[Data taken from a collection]
● ● ●

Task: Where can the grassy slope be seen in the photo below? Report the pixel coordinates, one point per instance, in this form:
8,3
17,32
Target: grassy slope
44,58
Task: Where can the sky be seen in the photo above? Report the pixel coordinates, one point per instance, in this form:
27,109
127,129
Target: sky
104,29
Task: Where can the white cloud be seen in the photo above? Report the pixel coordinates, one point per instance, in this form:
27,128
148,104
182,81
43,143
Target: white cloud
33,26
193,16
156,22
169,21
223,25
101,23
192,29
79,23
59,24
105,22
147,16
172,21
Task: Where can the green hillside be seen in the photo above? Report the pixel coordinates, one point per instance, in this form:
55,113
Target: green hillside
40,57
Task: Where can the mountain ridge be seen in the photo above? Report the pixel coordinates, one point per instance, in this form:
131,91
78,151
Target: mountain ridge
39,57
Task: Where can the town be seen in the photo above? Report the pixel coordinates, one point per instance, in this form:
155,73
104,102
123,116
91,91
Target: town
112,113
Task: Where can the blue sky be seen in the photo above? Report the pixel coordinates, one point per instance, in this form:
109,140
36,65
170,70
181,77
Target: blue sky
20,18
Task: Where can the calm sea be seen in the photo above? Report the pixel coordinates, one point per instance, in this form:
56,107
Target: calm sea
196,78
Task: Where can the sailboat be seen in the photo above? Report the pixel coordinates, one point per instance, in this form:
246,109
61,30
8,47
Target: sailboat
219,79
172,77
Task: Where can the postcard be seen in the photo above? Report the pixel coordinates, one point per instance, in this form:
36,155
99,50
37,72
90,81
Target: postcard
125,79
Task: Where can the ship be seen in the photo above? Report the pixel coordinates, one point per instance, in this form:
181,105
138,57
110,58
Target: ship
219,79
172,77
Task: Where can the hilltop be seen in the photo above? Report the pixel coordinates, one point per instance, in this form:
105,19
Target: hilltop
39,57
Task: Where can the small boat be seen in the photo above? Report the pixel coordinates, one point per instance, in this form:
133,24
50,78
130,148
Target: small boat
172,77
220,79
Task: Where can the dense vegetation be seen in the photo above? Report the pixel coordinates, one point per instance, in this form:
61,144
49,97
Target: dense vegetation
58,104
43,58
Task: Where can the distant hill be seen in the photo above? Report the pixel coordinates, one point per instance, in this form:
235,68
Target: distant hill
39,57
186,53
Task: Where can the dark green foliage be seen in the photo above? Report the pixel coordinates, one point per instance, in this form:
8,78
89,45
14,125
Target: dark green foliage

● ● ●

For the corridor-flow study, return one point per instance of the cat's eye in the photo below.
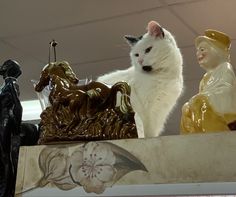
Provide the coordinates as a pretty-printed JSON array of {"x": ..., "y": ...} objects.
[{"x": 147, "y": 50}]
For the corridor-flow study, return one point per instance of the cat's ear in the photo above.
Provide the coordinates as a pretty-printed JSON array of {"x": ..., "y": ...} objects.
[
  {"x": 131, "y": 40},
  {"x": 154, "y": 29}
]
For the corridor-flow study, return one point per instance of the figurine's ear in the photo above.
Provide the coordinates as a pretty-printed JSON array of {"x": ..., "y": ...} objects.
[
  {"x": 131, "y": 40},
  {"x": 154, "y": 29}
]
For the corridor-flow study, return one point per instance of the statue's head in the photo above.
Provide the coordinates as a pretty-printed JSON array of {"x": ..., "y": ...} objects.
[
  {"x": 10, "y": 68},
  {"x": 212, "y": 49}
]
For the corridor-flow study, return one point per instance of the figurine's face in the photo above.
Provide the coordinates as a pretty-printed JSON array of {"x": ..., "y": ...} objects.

● ● ●

Short problem
Duplicate the lines above, from the line with "Task: Where can the dark" to the line with "Target: dark green foliage", including both of those lines.

Solution for this exercise
Task: Where can the dark green foliage be seen in the photo above? Report the pixel coordinates, one point per instance, in this form:
8,78
89,45
14,125
Target: dark green foliage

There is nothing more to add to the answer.